**Data for this task:**
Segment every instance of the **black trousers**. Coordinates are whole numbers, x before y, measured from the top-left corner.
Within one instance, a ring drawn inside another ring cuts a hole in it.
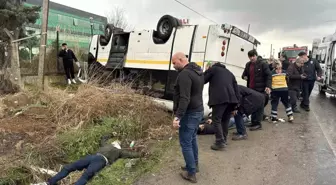
[[[290,98],[290,104],[292,105],[292,109],[297,108],[297,101],[300,97],[301,89],[289,89],[289,98]]]
[[[302,82],[302,97],[303,100],[301,102],[301,104],[305,107],[309,107],[309,97],[311,92],[314,89],[314,85],[315,85],[315,80],[304,80]]]
[[[260,106],[255,112],[253,112],[251,114],[251,124],[252,124],[252,126],[257,126],[257,125],[261,126],[261,121],[263,120],[263,117],[264,117],[265,106],[268,104],[268,101],[269,101],[269,96],[266,93],[265,93],[265,100],[264,101],[265,101],[264,106]]]
[[[67,79],[74,79],[75,78],[75,68],[73,66],[73,61],[64,61],[63,60],[63,67],[65,71],[65,75]]]
[[[212,124],[215,127],[216,144],[226,143],[231,113],[236,104],[220,104],[212,107]]]

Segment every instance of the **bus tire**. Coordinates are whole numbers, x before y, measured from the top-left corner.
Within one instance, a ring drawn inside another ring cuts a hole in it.
[[[110,41],[114,28],[115,27],[114,27],[113,24],[107,24],[105,26],[105,38],[106,38],[107,42]]]
[[[173,28],[179,25],[178,20],[170,15],[164,15],[157,24],[157,35],[162,40],[168,40],[173,32]]]
[[[325,94],[326,93],[326,90],[327,90],[326,86],[319,85],[318,88],[319,88],[319,93],[320,94]]]
[[[99,37],[99,43],[102,46],[106,46],[108,44],[108,40],[106,39],[106,37],[104,35],[100,35]]]

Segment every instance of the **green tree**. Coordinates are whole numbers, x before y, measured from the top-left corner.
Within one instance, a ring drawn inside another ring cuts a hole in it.
[[[21,4],[22,0],[0,0],[0,43],[2,46],[0,47],[0,59],[5,58],[0,61],[2,66],[2,73],[5,74],[5,80],[10,79],[13,84],[17,84],[21,86],[21,74],[20,68],[17,66],[18,62],[16,54],[19,53],[19,47],[17,43],[11,43],[9,36],[4,31],[4,28],[10,31],[13,39],[19,39],[25,37],[26,34],[24,32],[24,27],[29,24],[34,24],[36,20],[39,18],[39,11],[41,7],[33,6],[27,7]],[[7,48],[8,56],[3,57],[5,50]],[[11,61],[11,62],[9,62]],[[11,65],[9,65],[11,64]],[[16,79],[12,79],[10,75],[8,75],[8,71],[6,70],[8,67],[11,67],[10,70],[13,76]],[[16,82],[17,81],[17,82]],[[0,84],[4,84],[0,81]],[[0,85],[0,90],[2,87]]]
[[[34,30],[27,30],[27,36],[32,36],[35,34]],[[28,48],[29,50],[29,61],[32,62],[33,57],[33,48],[36,48],[39,46],[40,40],[37,37],[33,37],[27,40],[24,40],[21,42],[22,46],[25,48]]]

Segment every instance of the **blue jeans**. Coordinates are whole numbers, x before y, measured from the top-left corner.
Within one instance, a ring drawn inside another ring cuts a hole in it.
[[[189,174],[195,174],[198,165],[197,130],[202,118],[203,112],[186,112],[180,121],[180,145]]]
[[[73,171],[82,171],[86,169],[83,175],[78,179],[75,185],[85,185],[91,180],[96,173],[102,170],[106,166],[106,160],[100,155],[89,155],[83,159],[80,159],[72,164],[64,166],[64,168],[56,174],[54,177],[48,180],[50,185],[56,185],[56,183],[63,178],[67,177]]]
[[[240,112],[237,112],[237,115],[234,116],[235,124],[237,133],[239,135],[245,135],[246,134],[246,128],[245,128],[245,120],[243,118],[243,114]]]

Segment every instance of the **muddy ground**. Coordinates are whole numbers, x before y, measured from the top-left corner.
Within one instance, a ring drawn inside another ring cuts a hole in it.
[[[248,140],[229,141],[226,151],[210,150],[214,136],[199,137],[198,184],[335,185],[335,101],[315,92],[312,111],[295,115],[294,124],[264,122],[264,129],[249,132]],[[190,184],[179,176],[180,150],[169,155],[168,161],[159,173],[135,184]]]

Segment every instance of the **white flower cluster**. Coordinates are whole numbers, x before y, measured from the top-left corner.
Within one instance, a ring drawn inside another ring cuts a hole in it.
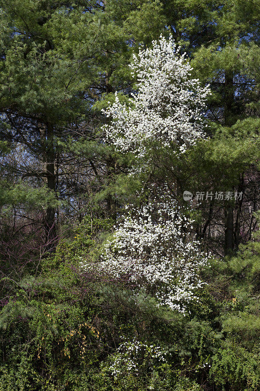
[[[136,339],[126,341],[117,349],[112,356],[113,364],[108,369],[115,378],[124,372],[137,374],[142,361],[155,359],[165,362],[167,354],[159,346],[148,345]]]
[[[184,313],[187,304],[198,300],[194,290],[203,284],[199,272],[208,261],[199,242],[185,237],[190,222],[167,192],[159,201],[131,207],[100,261],[85,268],[126,280],[154,295],[159,305]]]
[[[112,119],[104,126],[107,140],[121,152],[143,157],[153,143],[180,152],[203,137],[206,125],[201,116],[210,93],[198,79],[191,79],[192,68],[185,53],[180,55],[172,37],[160,37],[152,47],[140,50],[130,65],[136,75],[138,93],[129,107],[115,103],[104,112]]]

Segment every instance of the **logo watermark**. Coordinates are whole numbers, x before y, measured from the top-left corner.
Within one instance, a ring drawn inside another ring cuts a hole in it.
[[[197,201],[216,199],[217,201],[229,201],[232,199],[240,200],[242,199],[243,192],[196,192],[194,197],[190,192],[185,190],[183,192],[184,201],[196,199]]]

**What to produce:**
Rewrite the entire listing above, replacing "top-left corner" with "upper-left corner" wherever it occurs and leaving everything else unchanged. Omit the pictures.

**Exercise response:**
Segment every instance of the **black trousers**. Coordinates are whole numbers, x before y, measured from the upper-left corner.
Within one instance, a ring drawn inside another ring cuts a hole in it.
[[[290,98],[290,104],[292,105],[292,109],[297,108],[297,101],[300,97],[301,89],[289,89],[289,98]]]
[[[302,82],[302,97],[303,100],[301,102],[301,104],[305,107],[309,107],[309,97],[311,92],[314,89],[314,85],[315,85],[315,80],[304,80]]]
[[[260,106],[255,112],[253,112],[251,114],[251,124],[252,124],[252,126],[257,126],[257,125],[261,126],[261,121],[263,120],[263,117],[264,117],[265,106],[268,104],[268,101],[269,101],[269,96],[266,93],[265,93],[265,100],[264,101],[265,101],[264,106]]]
[[[67,79],[74,79],[75,78],[75,68],[73,66],[73,61],[64,61],[63,60],[63,67],[65,71],[65,75]]]
[[[212,124],[215,127],[216,144],[226,143],[231,113],[236,104],[220,104],[212,107]]]

Segment every instance of the **bus tire**. Coordinates are whole numbers, x before y, measured from the upper-left corner.
Within one instance, a ring drawn inside another ring cuts a hole in it.
[[[110,41],[114,28],[115,27],[114,27],[113,24],[107,24],[105,26],[105,38],[106,38],[107,42]]]
[[[173,28],[179,25],[178,20],[170,15],[164,15],[157,24],[157,35],[162,40],[168,40],[173,32]]]
[[[325,94],[326,93],[326,90],[327,90],[326,86],[319,85],[318,88],[319,88],[319,93],[320,94]]]
[[[99,37],[99,43],[102,46],[106,46],[108,44],[108,40],[106,39],[106,37],[104,35],[100,35]]]

Segment every instance of the **green tree**. Coordinates are whole numbers, x before y, measured from the upper-left corner.
Within one instance, a ring drawn inside another ring cuts a hole in it.
[[[21,4],[22,0],[0,0],[0,43],[2,46],[0,47],[0,59],[5,58],[0,61],[2,66],[2,73],[5,74],[5,80],[10,79],[13,84],[17,84],[21,86],[21,74],[20,68],[17,66],[18,62],[16,54],[19,53],[19,47],[17,43],[11,43],[9,36],[4,31],[4,28],[10,31],[13,39],[19,39],[25,37],[26,34],[24,32],[24,27],[29,24],[34,24],[36,20],[39,18],[39,11],[41,7],[33,6],[27,7]],[[7,48],[8,56],[3,57],[5,50]],[[11,61],[11,62],[9,62]],[[11,65],[9,65],[11,64]],[[16,79],[12,79],[10,75],[8,75],[8,71],[6,70],[8,67],[11,67],[10,70],[13,76]],[[16,82],[17,81],[17,82]],[[0,84],[4,84],[0,81]],[[0,85],[0,90],[2,87]]]
[[[34,30],[27,30],[27,36],[32,36],[35,34]],[[28,48],[29,50],[29,61],[32,62],[33,57],[33,48],[36,48],[39,46],[40,40],[37,37],[33,37],[27,40],[24,40],[21,42],[22,46],[25,48]]]

Segment every instance of the **blue jeans**. Coordinates are whole numbers, x before y, measured from the upper-left corner.
Within one instance, a ring drawn inside another ring cuts a hole in it.
[[[189,174],[195,174],[198,165],[197,130],[202,118],[203,112],[186,112],[180,121],[180,145]]]
[[[73,171],[82,171],[86,169],[83,175],[78,179],[75,185],[85,185],[91,180],[96,173],[102,170],[106,166],[106,160],[100,155],[89,155],[83,159],[80,159],[72,164],[64,166],[64,168],[56,174],[54,177],[48,180],[50,185],[56,185],[56,183],[63,178],[67,177]]]
[[[240,112],[237,112],[237,115],[234,116],[235,124],[237,133],[239,135],[245,135],[246,134],[246,128],[245,128],[245,120],[243,118],[243,114]]]

Segment every instance of the **muddy ground**. Coordinates are whole numbers, x before y, measured from the upper-left corner.
Within one instance, a ring drawn inside another ring cuts a hole in it.
[[[248,140],[229,141],[226,151],[210,150],[214,136],[199,137],[198,184],[335,185],[335,101],[315,92],[312,111],[295,115],[294,124],[264,122],[264,129],[249,132]],[[190,184],[179,176],[180,150],[169,155],[168,161],[159,173],[135,184]]]

Segment every instance of the **white flower cluster**. Coordinates are whole numbers, x before y, measured from the upper-left corner.
Within one instance, a ring drawn inside another ring cuts a hole in it.
[[[136,339],[126,341],[117,349],[112,356],[113,364],[108,369],[115,378],[124,372],[137,374],[142,361],[155,359],[165,362],[167,354],[159,346],[148,345]]]
[[[184,313],[187,304],[198,300],[194,290],[203,284],[199,272],[208,261],[199,242],[185,237],[190,222],[167,192],[159,201],[131,207],[100,261],[85,268],[126,280],[154,295],[159,305]]]
[[[112,119],[104,126],[107,140],[121,152],[143,157],[153,143],[180,152],[203,137],[206,125],[201,116],[210,93],[198,79],[191,79],[192,68],[185,53],[180,55],[172,37],[160,37],[152,47],[140,50],[130,65],[136,75],[138,93],[129,107],[115,103],[104,112]]]

Segment every instance of the **logo watermark**. Coordinates are whole numbers, x before y, measured from the upper-left corner.
Within one instance, a ring drawn inside another ring cuts a hole in it.
[[[197,201],[216,199],[217,201],[229,201],[232,199],[240,200],[242,199],[243,192],[196,192],[194,197],[190,192],[185,190],[183,192],[184,201],[196,199]]]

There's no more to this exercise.